Çalışma Talimatları >>
Aşağıdaki istihkak metninde "İcra dairesi aynı" ifadesinden başlayıp "ıttıla kesbetmiş sayılırlar." ifadesine kadar inen bölümün tamamını yeniden yazın. Bunu yaparken "yedi gün" yerine "on gün" kullanın.
┌─ Belge Bölümü
Hacizde İstihkak Prosedürü

 

İİK m. 96 – İstihkak İddiasına İtiraz

A-Borçlunun zilyetliği

1-Hazırlık Safhası

 

MADDE 96- Borçlu, elinde bulunan bir malı başkasının mülkü veya rehni olarak gösterdiği yahut üçüncü bir şahıs tarafından o mal üzerinde mülkiyet veya rehin hakkı iddia edildiği takdirde, icra dairesi bunu haciz ve icra tutanaklarına geçirir ve keyfiyeti iki tarafa bildirir.

İcra dairesi aynı zamanda istihkak iddiasına karşı itirazları olup olmadığını bildirmek üzere alacaklı ve borçluya üç günlük mühlet verir. Sükûtları halinde istihkak iddiasını kabul etmiş sayılırlar.

Malın haczine muttali olan borçlu veya üçüncü şahıs, ıttıla tarihinden itibaren yedi gün içinde istihkak iddiasında bulunmadığı takdirde, aynı takipte bu iddiayı ileri sürmek hakkını kaybeder. İstihkak iddiasının yapıldığı veya istihkak davasının açıldığı tarihte istihkak müddeisi ile birlikte oturan kimseler yahut bu şahısların iş ortakları, iddianın yapıldığı tarihte veya istihkak davası 97 nci maddenin 9 uncu fıkrası gereğince açılmışsa davanın açıldığı tarihte malın haczine ıttıla kesbetmiş sayılırlar.

 

İİK m. 97 – 2- Üçüncü şahsın istihkak iddiası

 

MADDE 97- İstihkak iddiasına karşı alacaklı veya borçlu tarafından itiraz edilirse, icra memuru dosyayı hemen icra mahkemesine verir. İcra mahkemesi, dosya üzerinde veya lüzum görürse ilgilileri davet ederek mürafaa ile yapacağı inceleme neticesinde varacağı kanaate göre takibin devamına veya talikine karar verir.
└─
┌─ Ham Veriler
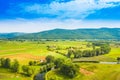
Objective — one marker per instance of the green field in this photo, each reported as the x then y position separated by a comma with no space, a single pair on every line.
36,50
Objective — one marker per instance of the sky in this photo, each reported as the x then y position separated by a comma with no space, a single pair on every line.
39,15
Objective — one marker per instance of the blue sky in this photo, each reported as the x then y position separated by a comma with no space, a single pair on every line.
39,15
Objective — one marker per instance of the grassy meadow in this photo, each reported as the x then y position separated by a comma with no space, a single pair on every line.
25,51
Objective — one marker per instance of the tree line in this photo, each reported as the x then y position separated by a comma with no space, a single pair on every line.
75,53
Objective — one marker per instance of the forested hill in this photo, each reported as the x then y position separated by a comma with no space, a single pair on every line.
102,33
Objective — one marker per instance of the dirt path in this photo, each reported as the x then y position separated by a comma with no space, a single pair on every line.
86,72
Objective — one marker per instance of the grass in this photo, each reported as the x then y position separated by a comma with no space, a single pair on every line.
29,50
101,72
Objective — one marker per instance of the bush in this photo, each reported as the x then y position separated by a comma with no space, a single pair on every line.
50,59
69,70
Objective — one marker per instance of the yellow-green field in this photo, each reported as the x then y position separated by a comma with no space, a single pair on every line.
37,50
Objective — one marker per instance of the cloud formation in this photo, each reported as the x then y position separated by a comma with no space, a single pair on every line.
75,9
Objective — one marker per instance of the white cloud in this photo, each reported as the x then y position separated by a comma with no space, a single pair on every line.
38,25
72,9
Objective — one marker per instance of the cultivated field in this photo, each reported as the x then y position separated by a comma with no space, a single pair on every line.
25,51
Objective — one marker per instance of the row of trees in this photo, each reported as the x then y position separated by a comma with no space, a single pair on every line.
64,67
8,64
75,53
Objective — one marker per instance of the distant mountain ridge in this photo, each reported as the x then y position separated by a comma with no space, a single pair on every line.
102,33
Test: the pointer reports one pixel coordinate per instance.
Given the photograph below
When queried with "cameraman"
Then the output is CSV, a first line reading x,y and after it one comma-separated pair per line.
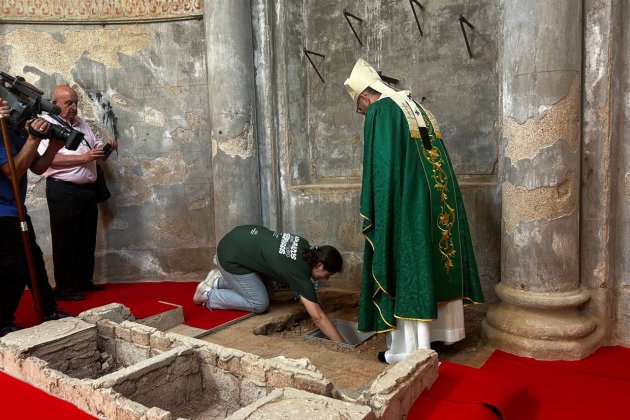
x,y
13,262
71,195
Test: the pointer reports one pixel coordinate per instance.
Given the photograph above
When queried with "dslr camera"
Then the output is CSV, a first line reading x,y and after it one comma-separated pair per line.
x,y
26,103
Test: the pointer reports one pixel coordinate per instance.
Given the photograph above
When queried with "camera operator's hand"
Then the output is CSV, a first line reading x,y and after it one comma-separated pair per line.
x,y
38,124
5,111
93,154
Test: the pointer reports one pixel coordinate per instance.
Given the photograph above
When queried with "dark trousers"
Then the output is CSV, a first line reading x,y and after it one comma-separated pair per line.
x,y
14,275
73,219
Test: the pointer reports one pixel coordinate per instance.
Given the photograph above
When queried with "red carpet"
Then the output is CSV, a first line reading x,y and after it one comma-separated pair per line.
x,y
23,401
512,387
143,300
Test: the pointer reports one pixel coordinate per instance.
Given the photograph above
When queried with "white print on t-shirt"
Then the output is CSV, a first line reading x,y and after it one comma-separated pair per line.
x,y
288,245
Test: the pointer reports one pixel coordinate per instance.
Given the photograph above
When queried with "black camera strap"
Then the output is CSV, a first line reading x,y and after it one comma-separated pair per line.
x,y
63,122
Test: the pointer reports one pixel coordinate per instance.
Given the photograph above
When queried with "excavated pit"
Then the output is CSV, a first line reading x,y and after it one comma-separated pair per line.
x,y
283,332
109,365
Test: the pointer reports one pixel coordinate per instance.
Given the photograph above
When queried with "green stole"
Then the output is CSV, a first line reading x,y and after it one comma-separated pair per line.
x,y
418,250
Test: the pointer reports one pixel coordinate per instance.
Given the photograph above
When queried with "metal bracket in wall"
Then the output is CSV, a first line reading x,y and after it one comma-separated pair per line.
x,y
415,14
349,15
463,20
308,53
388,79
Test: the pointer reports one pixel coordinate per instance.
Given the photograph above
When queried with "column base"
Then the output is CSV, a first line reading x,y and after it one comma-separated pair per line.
└─
Görev Sonucu >>
İcra dairesi aynı zamanda istihkak iddiasına karşı itirazları olup olmadığını bildirmek üzere alacaklı ve borçluya üç günlük mühlet verir. Sükûtları halinde istihkak iddiasını kabul etmiş sayılırlar.

Malın haczine muttali olan borçlu veya üçüncü şahıs, ıttıla tarihinden itibaren on gün içinde istihkak iddiasında bulunmadığı takdirde, aynı takipte bu iddiayı ileri sürmek hakkını kaybeder. İstihkak iddiasının yapıldığı veya istihkak davasının açıldığı tarihte istihkak müddeisi ile birlikte oturan kimseler yahut bu şahısların iş ortakları, iddianın yapıldığı tarihte veya istihkak davası 97 nci maddenin 9 uncu fıkrası gereğince açılmışsa davanın açıldığı tarihte malın haczine ıttıla kesbetmiş sayılırlar.